[Brief] Word for word, please restate the line containing "Locate every instance of the grey studio" and all the lines that follow it to the end of the data.

====== Records for the exercise

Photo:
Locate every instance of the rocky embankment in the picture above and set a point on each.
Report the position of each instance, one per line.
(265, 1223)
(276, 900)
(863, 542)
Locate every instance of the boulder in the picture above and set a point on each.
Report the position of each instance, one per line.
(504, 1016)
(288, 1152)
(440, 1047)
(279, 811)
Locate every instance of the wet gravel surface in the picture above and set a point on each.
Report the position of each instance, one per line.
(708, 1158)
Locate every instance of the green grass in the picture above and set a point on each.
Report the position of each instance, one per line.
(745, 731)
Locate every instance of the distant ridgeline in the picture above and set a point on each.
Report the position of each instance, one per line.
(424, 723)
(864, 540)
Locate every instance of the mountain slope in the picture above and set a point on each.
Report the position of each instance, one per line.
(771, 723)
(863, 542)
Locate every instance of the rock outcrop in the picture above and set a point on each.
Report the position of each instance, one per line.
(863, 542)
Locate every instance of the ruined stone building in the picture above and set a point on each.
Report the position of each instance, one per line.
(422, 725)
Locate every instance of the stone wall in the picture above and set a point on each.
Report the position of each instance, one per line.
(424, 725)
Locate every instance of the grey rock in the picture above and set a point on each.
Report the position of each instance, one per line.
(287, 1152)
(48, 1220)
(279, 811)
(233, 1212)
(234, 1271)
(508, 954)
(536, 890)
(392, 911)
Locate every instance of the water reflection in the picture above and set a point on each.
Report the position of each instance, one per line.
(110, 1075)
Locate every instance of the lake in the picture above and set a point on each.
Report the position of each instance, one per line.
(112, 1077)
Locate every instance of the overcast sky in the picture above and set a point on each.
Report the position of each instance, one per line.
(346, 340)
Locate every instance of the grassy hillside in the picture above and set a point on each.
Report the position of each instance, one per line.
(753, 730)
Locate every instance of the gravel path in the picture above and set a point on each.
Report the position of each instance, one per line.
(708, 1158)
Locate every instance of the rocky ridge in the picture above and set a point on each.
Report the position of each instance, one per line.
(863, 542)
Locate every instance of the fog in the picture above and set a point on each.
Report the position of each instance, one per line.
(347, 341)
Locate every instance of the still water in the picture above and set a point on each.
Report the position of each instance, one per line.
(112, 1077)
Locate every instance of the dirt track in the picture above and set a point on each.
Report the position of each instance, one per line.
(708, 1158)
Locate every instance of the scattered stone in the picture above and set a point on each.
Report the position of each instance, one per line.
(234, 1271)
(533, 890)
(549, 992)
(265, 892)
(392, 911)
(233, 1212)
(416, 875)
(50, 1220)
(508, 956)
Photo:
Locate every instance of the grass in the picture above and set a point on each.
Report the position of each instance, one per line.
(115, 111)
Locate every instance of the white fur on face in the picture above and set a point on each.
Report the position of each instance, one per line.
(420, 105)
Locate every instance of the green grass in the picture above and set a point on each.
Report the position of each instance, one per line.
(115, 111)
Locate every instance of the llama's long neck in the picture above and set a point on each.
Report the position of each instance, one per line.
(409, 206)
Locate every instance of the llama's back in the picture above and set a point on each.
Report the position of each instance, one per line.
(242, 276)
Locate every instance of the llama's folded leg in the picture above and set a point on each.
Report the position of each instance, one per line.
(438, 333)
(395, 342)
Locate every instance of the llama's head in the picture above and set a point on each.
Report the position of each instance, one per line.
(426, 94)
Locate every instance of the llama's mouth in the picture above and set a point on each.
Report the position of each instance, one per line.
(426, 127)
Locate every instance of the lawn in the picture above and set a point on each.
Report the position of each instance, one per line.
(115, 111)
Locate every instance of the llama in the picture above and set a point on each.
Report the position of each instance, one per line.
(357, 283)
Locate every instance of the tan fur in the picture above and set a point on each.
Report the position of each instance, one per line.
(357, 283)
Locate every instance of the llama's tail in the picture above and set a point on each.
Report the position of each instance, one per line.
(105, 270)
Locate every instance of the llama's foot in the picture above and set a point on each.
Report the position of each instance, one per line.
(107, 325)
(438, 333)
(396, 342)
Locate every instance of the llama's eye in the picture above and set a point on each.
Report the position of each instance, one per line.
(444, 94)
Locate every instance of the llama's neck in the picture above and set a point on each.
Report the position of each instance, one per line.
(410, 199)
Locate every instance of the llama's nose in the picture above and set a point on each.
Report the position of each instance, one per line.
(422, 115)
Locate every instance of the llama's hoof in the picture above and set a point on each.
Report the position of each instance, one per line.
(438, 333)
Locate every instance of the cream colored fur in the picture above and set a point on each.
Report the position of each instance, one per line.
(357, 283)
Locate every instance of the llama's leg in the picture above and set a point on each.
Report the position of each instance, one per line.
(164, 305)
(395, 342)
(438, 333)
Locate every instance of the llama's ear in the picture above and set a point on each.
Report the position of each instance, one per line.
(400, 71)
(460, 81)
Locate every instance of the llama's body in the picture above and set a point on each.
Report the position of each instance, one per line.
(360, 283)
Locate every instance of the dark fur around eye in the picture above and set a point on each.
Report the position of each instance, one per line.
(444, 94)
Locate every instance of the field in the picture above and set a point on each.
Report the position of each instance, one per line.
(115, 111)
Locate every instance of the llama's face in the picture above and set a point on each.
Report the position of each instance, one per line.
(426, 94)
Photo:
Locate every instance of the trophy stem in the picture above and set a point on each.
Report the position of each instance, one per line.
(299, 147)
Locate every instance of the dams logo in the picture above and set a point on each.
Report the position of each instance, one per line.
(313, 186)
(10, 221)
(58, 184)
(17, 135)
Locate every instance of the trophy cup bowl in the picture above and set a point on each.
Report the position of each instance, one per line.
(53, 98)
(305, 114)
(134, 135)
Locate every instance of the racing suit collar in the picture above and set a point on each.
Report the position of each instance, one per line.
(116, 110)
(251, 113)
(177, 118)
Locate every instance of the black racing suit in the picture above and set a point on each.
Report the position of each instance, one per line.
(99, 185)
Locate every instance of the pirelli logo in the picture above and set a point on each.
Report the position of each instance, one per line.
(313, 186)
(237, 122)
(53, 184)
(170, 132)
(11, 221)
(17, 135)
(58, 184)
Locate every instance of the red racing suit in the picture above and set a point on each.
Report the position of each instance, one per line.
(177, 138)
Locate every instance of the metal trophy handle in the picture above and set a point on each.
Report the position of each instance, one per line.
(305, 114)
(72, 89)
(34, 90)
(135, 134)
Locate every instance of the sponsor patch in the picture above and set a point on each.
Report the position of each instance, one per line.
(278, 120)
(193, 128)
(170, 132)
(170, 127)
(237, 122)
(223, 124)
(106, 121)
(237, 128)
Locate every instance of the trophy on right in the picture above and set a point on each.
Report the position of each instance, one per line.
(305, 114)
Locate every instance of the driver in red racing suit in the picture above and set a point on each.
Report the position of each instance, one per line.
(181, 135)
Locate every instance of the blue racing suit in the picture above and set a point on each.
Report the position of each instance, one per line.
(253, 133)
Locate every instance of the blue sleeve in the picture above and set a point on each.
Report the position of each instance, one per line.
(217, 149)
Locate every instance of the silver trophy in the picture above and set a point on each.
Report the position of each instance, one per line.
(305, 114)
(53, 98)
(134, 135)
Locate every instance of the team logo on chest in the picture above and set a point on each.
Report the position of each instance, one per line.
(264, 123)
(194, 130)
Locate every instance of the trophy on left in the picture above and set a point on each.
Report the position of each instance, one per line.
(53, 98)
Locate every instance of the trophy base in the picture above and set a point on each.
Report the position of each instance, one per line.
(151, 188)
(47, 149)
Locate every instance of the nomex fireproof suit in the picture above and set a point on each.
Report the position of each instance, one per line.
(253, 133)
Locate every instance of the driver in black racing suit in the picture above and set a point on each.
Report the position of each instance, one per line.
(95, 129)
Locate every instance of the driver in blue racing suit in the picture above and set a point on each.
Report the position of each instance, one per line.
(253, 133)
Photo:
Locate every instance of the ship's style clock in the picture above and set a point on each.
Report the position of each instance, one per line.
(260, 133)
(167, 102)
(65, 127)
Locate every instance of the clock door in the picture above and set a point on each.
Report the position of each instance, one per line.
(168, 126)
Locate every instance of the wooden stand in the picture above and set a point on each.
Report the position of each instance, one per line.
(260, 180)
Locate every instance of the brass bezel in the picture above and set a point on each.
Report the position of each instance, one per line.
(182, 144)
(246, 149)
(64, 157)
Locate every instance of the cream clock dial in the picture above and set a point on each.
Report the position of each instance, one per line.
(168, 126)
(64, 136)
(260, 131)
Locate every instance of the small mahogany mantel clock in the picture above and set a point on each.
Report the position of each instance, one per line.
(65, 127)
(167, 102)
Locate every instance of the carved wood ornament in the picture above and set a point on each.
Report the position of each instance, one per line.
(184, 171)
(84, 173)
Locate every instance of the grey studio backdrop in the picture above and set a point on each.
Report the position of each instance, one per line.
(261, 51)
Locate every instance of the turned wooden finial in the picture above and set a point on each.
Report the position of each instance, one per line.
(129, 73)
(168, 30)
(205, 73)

============

[Answer for this exercise]
Locate every instance of the grey studio backdrop in the picture above and set a point on each.
Report the position of each instance, one per line.
(261, 51)
Locate every instance of the turned wooden finial in the picture above and set a point on each.
Report the position of each instance, one per line.
(129, 73)
(168, 30)
(205, 73)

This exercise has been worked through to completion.